Assignment 1: According to the Whisper deployment guide, what kind of VM do you need to run the Whisper models?
Assignment 2: From the Whisper deployment guide, extract the text between "- Supported Types" and "for Speech-To-Text recognition.", inclusive.

Page extract:
*** Block opens ***

Whisper is a state-of-the-art speech to text model developed by OpenAI and recently released to the public. It is easy to use and offers very accurate results for Speech-To-Text processing in a variety of environments. This library serves to enable deployment of the Whisper models in AzureML using Managed Endpoints to provide easy, scalable, and performant inferencing of the models.
- Azure Subscription
- Azure Machine Learning Workspace
- Azure CLI
- AzureML CLIv2
- ** GPU VM FOR INFERENCING REQUIRED
- For running the whisper models in a notebook and/or deployed to Managed Endpoint, you will need a GPU VM. source: https://github.com/openai/whisper#available-models-and-languages
- Pull Down Repository
- Deploy Environment Setup
- Navigate to the "notebooks" folder and begin by opening the CreateEnvironment
- Run the first cell to load the Whisper model and save it in your local environment.
- Please note that even if the model fails to load in your development environment, check the "models" folder to see if the file has been downloaded. If the model file is present please proceed to the next step.
- Next run cells to connect to AzureML Workspace and deploy the model as well as the inferencing environment.
- Deploy Managed Endpoint
- Navigate to the "deploy" folder and run the "deploy.sh" bash script to deploy the model:
- The script will first deploy a "Managed Endpoint" that will serve as an access point for inferencing.
- Then the script will create a "Deployment" to the "Managed Endpoint" that contains the actual model to be used.
- The "Deployment" definition includes the following:
- Model - The model to be used for scoring requests.
- Code Configuration - The script to be used to initialize and run the model
- Environment: The containerized environment to be used for execution of the model
- Instance Type: Type of server (CPU/GPU, Memory) to be used to scoring.
- Supported Types [https://learn.microsoft.com/en-us/azure/machine-learning/reference-managed-online-endpoints-vm-sku-list]
- ** Please Note- whisper models require gpu for inferencing, see requirements here: https://github.com/openai/whisper#available-models-and-languages
- Instance Count: The number of servers required to accommodate requests.
- The "Deployment" definition includes the following:
- Navigate to the "deploy" folder and run the "deploy.sh" bash script to deploy the model:
- Test the model by opening the "test-whisper-endpoint.ipynb":
- Fill in the endpoint details from the deployment.
- Run notebook to encode the "sample1.flac" audio and submit the audio file for Speech-To-Text recognition.
- Analyze the result of the recognition in the response to validate that the model is working as expected.

*** Block closes ***

Exercise data:
*** Block opens ***

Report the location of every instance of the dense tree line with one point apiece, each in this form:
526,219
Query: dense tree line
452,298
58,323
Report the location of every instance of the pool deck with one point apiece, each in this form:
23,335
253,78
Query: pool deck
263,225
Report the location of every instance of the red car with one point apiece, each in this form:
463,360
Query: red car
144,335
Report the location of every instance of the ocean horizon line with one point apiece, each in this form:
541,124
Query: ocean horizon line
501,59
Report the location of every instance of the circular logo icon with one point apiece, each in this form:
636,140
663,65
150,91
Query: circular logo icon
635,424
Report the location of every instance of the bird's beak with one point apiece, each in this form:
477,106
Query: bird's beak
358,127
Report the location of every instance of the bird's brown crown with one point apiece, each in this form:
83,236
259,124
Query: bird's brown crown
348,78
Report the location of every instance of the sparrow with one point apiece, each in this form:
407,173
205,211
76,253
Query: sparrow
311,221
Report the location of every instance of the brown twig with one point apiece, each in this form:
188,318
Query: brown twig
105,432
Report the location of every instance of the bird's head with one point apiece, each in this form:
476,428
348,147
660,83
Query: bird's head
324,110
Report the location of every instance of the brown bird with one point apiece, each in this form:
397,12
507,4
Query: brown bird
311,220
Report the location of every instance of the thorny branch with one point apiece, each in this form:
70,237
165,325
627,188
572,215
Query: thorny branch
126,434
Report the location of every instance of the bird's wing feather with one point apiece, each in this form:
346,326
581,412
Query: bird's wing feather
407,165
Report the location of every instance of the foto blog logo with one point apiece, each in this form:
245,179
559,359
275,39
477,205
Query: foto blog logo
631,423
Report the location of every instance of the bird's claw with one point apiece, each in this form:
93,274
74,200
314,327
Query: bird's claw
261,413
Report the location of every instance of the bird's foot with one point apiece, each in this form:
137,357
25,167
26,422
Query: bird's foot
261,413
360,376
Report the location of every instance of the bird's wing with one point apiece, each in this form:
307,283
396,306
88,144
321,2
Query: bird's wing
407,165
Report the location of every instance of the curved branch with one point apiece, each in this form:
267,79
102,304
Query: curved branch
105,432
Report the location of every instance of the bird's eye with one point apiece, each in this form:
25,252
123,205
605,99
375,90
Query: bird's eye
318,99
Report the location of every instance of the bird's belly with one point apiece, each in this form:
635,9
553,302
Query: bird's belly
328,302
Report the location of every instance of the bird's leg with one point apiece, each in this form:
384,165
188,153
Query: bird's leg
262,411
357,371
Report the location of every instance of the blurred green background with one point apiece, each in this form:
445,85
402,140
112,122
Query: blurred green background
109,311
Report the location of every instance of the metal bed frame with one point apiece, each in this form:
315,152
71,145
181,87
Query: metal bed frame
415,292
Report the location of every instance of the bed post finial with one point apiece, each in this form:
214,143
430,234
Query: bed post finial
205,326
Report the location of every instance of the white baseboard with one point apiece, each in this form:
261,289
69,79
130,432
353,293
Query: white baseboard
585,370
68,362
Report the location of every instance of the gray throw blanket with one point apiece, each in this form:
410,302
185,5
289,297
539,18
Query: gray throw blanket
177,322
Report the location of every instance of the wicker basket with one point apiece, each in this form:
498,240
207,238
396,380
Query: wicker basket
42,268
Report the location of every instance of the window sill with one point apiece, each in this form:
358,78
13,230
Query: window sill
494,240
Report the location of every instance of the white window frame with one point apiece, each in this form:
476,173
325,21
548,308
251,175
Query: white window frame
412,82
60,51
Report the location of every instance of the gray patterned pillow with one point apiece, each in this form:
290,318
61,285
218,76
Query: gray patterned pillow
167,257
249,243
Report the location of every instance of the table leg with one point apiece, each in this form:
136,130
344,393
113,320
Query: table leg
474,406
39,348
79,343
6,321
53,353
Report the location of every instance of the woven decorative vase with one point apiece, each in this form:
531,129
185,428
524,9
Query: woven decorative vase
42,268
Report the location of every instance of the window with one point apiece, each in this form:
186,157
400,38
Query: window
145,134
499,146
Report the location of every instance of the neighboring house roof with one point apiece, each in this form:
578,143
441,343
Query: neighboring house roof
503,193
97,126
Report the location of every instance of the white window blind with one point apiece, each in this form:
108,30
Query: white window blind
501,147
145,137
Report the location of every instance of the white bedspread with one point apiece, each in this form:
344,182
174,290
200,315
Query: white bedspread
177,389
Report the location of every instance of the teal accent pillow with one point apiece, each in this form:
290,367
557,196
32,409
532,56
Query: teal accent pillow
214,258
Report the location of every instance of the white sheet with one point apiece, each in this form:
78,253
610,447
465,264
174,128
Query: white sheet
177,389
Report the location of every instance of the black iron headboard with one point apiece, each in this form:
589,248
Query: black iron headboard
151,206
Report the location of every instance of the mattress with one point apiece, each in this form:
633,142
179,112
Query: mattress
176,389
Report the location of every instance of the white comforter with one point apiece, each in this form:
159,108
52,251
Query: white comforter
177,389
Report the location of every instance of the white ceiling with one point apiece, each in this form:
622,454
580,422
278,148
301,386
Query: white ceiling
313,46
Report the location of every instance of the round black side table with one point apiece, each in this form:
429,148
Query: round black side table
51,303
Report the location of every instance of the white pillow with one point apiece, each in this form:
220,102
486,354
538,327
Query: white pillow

*** Block closes ***

Response 1: A GPU VM.

Response 2:
- Supported Types [https://learn.microsoft.com/en-us/azure/machine-learning/reference-managed-online-endpoints-vm-sku-list]
- ** Please Note- whisper models require gpu for inferencing, see requirements here: https://github.com/openai/whisper#available-models-and-languages
- Instance Count: The number of servers required to accommodate requests.
- The "Deployment" definition includes the following:
- Navigate to the "deploy" folder and run the "deploy.sh" bash script to deploy the model:
- Test the model by opening the "test-whisper-endpoint.ipynb":
- Fill in the endpoint details from the deployment.
- Run notebook to encode the "sample1.flac" audio and submit the audio file for Speech-To-Text recognition.